Directions -
Set down every entry word for word. Omit the pictures.

>>>

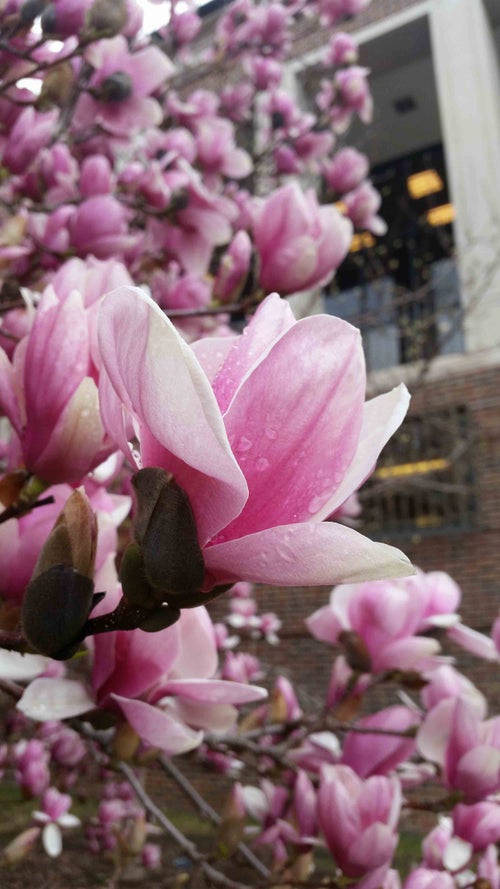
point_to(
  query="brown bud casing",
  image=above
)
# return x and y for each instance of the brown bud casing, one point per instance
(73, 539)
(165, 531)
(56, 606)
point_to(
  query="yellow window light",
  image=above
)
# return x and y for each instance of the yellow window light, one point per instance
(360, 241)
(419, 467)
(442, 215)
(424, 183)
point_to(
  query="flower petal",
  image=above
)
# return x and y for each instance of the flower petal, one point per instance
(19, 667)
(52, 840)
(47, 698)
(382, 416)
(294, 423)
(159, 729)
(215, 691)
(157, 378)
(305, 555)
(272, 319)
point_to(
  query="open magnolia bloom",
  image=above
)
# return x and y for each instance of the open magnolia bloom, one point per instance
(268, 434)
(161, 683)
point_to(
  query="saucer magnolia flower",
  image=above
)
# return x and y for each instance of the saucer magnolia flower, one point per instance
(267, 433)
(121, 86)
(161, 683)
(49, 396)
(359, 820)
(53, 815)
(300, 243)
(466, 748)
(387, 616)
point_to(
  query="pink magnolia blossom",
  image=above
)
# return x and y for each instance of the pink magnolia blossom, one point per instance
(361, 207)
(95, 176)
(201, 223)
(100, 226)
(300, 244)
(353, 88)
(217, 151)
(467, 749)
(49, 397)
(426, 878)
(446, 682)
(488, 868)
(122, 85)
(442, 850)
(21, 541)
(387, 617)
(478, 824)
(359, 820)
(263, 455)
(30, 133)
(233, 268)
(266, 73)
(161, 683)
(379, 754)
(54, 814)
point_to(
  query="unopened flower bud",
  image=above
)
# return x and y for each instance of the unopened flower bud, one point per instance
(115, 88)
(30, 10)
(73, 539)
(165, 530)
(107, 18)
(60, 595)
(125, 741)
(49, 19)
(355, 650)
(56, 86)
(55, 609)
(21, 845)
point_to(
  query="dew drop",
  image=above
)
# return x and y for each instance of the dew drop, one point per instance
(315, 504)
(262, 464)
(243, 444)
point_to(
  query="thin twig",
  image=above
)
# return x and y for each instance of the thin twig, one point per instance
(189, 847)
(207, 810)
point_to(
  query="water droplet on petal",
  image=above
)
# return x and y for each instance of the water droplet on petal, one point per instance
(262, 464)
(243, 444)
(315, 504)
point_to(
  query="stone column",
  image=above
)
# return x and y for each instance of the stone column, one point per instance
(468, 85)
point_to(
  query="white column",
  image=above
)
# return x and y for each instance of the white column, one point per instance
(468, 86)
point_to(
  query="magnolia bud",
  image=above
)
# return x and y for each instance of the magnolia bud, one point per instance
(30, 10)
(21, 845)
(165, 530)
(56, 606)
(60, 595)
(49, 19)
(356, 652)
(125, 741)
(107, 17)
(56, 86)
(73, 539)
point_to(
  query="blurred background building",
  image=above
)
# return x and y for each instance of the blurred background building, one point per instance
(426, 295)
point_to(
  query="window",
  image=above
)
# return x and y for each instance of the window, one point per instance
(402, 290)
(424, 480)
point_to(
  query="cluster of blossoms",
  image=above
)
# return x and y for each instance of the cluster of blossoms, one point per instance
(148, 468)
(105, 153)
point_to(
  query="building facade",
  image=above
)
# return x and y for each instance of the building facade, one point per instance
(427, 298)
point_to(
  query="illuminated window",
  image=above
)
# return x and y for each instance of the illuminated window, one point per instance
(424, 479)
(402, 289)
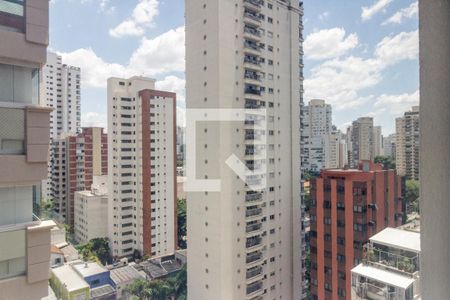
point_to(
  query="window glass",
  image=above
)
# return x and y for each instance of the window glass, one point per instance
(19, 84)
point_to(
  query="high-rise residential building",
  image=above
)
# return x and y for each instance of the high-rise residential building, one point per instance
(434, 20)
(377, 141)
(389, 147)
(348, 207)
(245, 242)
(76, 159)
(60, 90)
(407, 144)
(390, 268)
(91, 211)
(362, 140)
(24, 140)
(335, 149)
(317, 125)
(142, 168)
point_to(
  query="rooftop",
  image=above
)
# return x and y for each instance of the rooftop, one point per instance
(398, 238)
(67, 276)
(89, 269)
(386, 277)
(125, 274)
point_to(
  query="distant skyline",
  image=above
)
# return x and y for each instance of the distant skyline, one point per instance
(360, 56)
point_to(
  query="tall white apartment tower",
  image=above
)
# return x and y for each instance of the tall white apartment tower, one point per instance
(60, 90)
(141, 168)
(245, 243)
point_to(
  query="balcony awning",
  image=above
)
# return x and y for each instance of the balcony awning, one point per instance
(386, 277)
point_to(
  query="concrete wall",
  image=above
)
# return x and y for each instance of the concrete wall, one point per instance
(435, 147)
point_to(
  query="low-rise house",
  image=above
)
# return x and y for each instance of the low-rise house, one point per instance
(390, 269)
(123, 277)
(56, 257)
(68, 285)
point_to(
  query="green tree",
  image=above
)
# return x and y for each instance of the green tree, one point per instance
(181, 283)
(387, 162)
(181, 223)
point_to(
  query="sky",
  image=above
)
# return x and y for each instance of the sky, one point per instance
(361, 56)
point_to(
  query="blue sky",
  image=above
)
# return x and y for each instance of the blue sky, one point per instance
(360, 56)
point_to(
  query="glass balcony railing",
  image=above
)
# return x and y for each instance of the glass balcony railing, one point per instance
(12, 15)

<<<

Answer to this problem -
point_to(
  query="brown bud casing",
  image=above
)
# return x and y for each instance of the brown bud casing, one point per instance
(73, 539)
(165, 531)
(56, 606)
point_to(
  query="yellow window light",
  image=above
)
# return x and y for each instance of the yellow window light, one point per instance
(360, 241)
(419, 467)
(442, 215)
(424, 183)
point_to(
  query="flower petal",
  image=above
)
# return x and y for each instance of the flower petal, one point per instance
(19, 667)
(52, 840)
(47, 698)
(382, 416)
(294, 423)
(159, 729)
(215, 691)
(157, 378)
(305, 555)
(272, 319)
point_to(
  query="open magnolia bloom",
  image=above
)
# return x and y for each instance of the open magnolia bloom, one point per instance
(268, 434)
(161, 683)
point_to(
  query="saucer magnolia flower",
  image=above
)
# return x and y for each instance of the saucer magnolia flower, one point per instance
(267, 433)
(121, 86)
(161, 683)
(49, 396)
(359, 820)
(53, 815)
(300, 243)
(466, 748)
(387, 616)
point_to(
  query="pink magnolia blossom",
  image=above
)
# return x and y for each instance of the pink magnolia blossom, one point per instance
(361, 207)
(95, 176)
(201, 223)
(100, 226)
(300, 244)
(353, 88)
(217, 151)
(467, 749)
(49, 397)
(426, 878)
(446, 682)
(488, 868)
(122, 85)
(442, 850)
(21, 541)
(387, 617)
(478, 824)
(359, 820)
(263, 455)
(30, 133)
(233, 268)
(266, 73)
(161, 683)
(379, 754)
(54, 814)
point_to(
  query="unopened flower bud",
  image=above
)
# return x and y for each instance of the unopened flower bud, one point per instance
(115, 88)
(30, 10)
(73, 539)
(165, 530)
(107, 18)
(60, 595)
(125, 741)
(49, 19)
(355, 650)
(56, 86)
(55, 609)
(21, 845)
point_to(
  query="dew drop",
  image=above
)
# return x and y for each instance of the dew drop, one point per instance
(315, 504)
(262, 464)
(243, 444)
point_to(
  query="thin twig",
  image=above
)
# return x and y for each instance of the thin twig, one point per instance
(189, 847)
(207, 810)
point_to(
  query="water droplet on petal",
  image=above
)
# return x and y for each instance of the water droplet on petal, one point per instance
(262, 464)
(243, 444)
(315, 504)
point_to(
  query="stone column",
  image=above
)
# return x and y for each instance of the stone column, one point per instance
(468, 85)
point_to(
  query="white column",
  image=above
)
# return x and y for each instance of the white column, one point per instance
(468, 86)
point_to(
  query="magnolia bud",
  image=above
)
# return x and y for each instance of the magnolia bud, one point per instance
(30, 10)
(21, 845)
(165, 530)
(56, 606)
(60, 595)
(49, 19)
(356, 652)
(125, 741)
(107, 17)
(56, 86)
(73, 539)
point_to(
  query="blurred background building",
  image=above
)
# return x and y for each instance of the blurred background building, one point per instance
(426, 295)
point_to(
  query="window",
  image=above
)
# return x and y for each instance of the window, one point per instance
(402, 290)
(424, 480)
point_to(
  query="cluster of blossoms",
  image=above
)
# return x and y for each instance of the cluster of blossoms, one point per instance
(148, 468)
(105, 153)
point_to(
  query="building facade",
  image=above
)
# return x and y for each instance of the building facade, one point per instance
(427, 298)
point_to(
  query="illuminated window",
  image=above
)
# return x and y for each instance of the illuminated window, one point per instance
(424, 479)
(402, 289)
point_to(
  query="window glass",
  image=above
)
# return x and y for each instance of the window glass, one point per instance
(19, 84)
point_to(
  query="high-rise residential building",
  image=above
)
# return x and y for each instance of the high-rise residential building, one point per instance
(434, 20)
(377, 141)
(389, 147)
(348, 207)
(245, 242)
(76, 159)
(60, 90)
(407, 144)
(390, 268)
(91, 211)
(362, 140)
(24, 140)
(335, 149)
(317, 125)
(142, 168)
point_to(
  query="rooftop",
  image=above
)
# return x and y for each instance of the rooftop, one point per instance
(398, 238)
(67, 276)
(89, 269)
(386, 277)
(125, 274)
point_to(
  query="distant skyline",
  image=above
)
# return x and y for each instance of the distant skyline, one point per instance
(360, 56)
point_to(
  query="tall white apartment tower",
  image=above
)
# return x and y for each instance of the tall white apartment tower, one point per instance
(60, 90)
(141, 168)
(245, 243)
point_to(
  query="balcony awning",
  image=above
)
# return x and y for each instance of the balcony awning, one point per instance
(386, 277)
point_to(
  query="concrete wall",
  image=above
)
# return x and y for each instance of the concrete wall, one point per instance
(435, 147)
point_to(
  query="low-rise house",
  image=above
)
# return x and y for each instance of the low-rise house, one point per instance
(390, 269)
(123, 277)
(56, 257)
(68, 285)
point_to(
  query="green tree",
  image=above
)
# return x and y for each instance of the green tree, one point per instance
(181, 283)
(387, 162)
(181, 223)
point_to(
  query="sky",
  image=above
)
# return x and y for each instance of the sky, one point per instance
(361, 56)
point_to(
  query="blue sky",
  image=above
)
# return x and y for each instance of the blue sky, one point per instance
(360, 56)
point_to(
  query="glass balcony railing",
  image=above
)
# return x and y for each instance of the glass balcony railing, one point per instance
(12, 15)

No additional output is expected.